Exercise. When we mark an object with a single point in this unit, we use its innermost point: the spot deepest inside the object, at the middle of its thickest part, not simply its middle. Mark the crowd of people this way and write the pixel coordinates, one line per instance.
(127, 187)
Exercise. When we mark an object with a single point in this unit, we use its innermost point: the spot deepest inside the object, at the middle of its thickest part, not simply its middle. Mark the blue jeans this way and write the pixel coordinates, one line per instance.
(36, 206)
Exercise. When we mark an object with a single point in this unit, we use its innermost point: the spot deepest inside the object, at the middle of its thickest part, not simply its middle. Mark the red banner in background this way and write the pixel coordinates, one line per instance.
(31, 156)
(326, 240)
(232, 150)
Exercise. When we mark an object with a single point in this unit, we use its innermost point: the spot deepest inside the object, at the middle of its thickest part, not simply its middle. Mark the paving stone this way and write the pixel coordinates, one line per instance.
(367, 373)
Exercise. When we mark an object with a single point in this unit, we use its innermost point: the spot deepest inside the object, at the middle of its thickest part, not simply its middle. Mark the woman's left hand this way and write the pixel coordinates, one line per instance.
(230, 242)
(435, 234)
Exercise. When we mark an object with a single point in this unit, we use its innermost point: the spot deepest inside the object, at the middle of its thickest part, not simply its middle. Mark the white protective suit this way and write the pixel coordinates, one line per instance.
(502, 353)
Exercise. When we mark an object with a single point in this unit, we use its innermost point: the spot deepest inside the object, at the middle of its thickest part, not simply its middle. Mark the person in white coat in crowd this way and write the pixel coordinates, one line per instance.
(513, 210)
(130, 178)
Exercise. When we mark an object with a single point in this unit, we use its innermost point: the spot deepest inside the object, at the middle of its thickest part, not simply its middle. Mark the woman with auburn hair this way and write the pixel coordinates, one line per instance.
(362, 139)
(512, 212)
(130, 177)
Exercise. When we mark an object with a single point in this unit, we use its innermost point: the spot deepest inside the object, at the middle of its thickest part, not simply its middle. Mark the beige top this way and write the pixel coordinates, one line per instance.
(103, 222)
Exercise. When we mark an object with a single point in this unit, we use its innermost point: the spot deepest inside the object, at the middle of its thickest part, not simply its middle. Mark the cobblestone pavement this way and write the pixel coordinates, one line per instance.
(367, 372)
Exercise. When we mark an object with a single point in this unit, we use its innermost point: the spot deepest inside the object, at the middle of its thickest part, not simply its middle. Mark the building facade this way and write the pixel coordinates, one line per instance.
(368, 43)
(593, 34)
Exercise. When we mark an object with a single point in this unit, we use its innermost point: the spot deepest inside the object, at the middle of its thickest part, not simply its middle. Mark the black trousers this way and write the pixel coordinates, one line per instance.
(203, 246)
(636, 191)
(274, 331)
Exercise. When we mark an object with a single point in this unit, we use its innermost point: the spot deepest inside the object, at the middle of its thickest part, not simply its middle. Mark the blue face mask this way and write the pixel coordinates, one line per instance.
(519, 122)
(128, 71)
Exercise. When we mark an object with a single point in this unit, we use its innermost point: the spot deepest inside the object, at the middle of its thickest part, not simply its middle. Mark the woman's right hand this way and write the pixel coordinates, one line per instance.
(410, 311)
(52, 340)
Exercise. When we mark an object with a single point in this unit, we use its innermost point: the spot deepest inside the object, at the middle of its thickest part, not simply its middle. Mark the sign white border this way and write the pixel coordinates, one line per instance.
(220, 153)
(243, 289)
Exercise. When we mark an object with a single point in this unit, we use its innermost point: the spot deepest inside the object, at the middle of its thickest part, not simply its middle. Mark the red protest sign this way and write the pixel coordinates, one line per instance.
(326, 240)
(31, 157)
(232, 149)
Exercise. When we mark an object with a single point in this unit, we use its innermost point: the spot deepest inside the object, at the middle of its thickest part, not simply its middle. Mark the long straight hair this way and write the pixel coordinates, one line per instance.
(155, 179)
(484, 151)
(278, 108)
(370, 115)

◇ ◇ ◇ ◇ ◇ ◇ ◇

* Required work *
Quote, without any change, each line from the one that contains "Mark the sign" through the end of the material.

* Full response *
Exercise. When we mark an object with a single point in this unit, we use its innermost point: the spot deepest inside the object, at the middle of its thickest part, not simply its middle. Mark the sign white border this way and write the pixel coordinates, one line per instance.
(220, 153)
(243, 289)
Exercise. When we mark an object with a single point in this unit, we use its innermost point: the spot deepest inside the object, at the middle of its thickest part, not simply its middle. Mark the red protest sign this way and write the pixel coordinates, one line per instance.
(326, 240)
(31, 157)
(232, 149)
Exercise. When we mark an object with a single point in this unit, we use its innermost point: the spot deepest inside the object, at the middle of its thickest part, not simply its middle. Mark the long straight hair this way and write the pixel coordinates, one line per instance.
(155, 179)
(484, 151)
(278, 108)
(370, 115)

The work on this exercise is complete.